[Supplied records]:

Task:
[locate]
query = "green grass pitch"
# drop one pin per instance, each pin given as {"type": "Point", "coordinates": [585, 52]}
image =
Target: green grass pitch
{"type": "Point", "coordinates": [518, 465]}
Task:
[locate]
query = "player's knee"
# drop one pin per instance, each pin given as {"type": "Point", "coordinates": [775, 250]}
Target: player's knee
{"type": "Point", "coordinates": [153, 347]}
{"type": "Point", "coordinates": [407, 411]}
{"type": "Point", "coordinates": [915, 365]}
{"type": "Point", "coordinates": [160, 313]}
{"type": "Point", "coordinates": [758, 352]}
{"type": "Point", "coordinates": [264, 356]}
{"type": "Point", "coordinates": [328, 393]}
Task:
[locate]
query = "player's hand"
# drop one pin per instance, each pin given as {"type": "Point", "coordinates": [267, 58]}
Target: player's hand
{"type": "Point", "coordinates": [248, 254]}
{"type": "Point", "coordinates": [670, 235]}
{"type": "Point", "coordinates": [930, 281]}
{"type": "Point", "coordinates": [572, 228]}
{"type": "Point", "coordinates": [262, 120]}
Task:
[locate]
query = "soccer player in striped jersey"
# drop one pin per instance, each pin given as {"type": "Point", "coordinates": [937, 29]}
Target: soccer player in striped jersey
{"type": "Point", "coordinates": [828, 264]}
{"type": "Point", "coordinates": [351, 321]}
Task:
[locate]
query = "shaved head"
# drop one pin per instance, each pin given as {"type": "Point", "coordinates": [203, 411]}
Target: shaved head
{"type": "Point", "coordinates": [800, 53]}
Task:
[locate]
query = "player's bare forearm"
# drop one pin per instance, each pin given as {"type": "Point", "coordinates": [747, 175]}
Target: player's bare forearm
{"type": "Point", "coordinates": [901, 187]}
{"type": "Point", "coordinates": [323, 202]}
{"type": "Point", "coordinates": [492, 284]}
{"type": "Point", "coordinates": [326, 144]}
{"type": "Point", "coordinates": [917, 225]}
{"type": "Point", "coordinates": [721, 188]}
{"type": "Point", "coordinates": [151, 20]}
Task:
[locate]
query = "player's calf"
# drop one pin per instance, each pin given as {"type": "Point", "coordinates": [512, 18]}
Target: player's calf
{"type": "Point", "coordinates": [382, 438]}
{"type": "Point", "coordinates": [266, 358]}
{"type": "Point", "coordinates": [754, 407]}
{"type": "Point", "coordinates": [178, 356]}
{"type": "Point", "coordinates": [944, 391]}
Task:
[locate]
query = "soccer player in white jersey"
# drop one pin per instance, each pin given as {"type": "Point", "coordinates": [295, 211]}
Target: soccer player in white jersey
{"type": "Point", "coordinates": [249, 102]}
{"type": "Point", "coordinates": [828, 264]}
==
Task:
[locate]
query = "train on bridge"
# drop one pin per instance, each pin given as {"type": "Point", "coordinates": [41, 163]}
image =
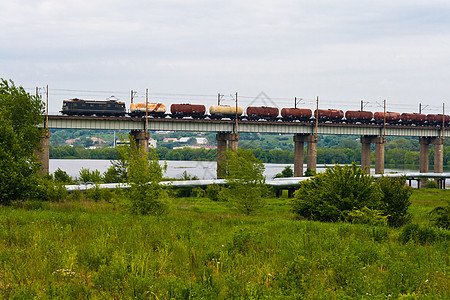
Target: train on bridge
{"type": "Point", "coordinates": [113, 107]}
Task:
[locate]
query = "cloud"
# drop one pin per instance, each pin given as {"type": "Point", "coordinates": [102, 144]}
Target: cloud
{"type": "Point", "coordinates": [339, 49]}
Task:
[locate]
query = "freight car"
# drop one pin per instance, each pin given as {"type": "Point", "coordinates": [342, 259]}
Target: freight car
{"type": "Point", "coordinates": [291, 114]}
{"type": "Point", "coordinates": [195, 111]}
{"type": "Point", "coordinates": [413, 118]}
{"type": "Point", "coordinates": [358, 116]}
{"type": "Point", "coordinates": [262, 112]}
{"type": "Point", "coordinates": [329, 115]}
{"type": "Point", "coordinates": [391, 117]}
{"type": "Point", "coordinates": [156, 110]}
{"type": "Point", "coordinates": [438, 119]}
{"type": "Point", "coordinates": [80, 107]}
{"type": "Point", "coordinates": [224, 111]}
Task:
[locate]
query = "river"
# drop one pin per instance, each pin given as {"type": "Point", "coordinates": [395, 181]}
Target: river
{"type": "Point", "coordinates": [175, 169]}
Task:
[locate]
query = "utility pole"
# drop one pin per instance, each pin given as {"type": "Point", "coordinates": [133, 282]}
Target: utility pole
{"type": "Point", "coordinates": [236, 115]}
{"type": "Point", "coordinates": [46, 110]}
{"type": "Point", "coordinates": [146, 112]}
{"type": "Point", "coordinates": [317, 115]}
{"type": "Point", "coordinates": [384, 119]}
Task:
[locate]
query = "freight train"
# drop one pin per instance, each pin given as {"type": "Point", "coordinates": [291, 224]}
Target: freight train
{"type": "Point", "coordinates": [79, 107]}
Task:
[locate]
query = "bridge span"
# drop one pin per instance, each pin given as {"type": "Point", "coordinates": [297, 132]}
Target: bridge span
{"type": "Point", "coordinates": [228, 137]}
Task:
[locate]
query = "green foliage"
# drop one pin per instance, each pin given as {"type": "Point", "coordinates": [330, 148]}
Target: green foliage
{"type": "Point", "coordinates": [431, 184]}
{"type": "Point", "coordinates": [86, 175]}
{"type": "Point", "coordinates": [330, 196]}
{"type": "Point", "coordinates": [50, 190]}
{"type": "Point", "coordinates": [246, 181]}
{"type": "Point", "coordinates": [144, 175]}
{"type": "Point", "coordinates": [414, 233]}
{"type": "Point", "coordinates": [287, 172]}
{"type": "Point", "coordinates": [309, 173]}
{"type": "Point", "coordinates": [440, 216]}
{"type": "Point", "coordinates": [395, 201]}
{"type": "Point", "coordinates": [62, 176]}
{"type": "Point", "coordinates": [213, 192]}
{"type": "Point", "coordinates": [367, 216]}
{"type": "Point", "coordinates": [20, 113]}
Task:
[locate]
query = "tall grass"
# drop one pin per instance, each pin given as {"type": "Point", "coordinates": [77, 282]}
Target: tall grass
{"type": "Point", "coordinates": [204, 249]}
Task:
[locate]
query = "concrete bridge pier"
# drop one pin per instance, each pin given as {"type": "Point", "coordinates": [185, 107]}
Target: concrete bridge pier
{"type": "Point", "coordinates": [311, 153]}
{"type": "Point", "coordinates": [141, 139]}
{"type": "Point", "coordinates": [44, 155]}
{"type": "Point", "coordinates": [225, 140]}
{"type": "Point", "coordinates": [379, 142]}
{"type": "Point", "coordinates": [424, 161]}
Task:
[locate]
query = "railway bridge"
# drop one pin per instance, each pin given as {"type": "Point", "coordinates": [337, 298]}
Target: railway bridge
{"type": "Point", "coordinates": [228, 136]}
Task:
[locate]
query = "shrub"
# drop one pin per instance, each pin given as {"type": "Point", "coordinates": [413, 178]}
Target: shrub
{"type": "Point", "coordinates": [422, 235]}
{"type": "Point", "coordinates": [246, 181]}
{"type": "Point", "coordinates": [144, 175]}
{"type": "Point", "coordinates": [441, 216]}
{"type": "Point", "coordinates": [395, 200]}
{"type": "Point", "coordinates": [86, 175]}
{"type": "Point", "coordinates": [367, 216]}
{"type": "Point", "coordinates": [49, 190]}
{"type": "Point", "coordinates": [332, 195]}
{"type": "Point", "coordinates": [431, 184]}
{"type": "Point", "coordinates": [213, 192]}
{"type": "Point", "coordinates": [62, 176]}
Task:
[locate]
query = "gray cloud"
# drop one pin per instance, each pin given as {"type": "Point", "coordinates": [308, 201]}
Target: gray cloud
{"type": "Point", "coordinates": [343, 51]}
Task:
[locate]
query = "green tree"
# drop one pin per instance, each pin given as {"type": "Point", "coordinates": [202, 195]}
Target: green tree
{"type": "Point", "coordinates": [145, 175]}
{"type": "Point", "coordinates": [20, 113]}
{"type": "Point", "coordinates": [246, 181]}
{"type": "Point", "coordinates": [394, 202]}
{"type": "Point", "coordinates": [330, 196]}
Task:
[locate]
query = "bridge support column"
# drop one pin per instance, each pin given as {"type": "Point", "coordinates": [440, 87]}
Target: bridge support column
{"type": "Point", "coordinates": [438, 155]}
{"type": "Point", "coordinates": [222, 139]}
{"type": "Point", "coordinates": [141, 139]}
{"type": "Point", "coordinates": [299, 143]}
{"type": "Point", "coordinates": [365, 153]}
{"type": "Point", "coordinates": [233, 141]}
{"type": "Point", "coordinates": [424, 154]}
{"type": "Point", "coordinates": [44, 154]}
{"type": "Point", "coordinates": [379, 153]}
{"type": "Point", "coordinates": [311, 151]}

[Instruction]: Count the lines in the items above that contain the string "calf", treating uppercase and lowercase as distinct. Reply with the number alone.

[Completed task]: 2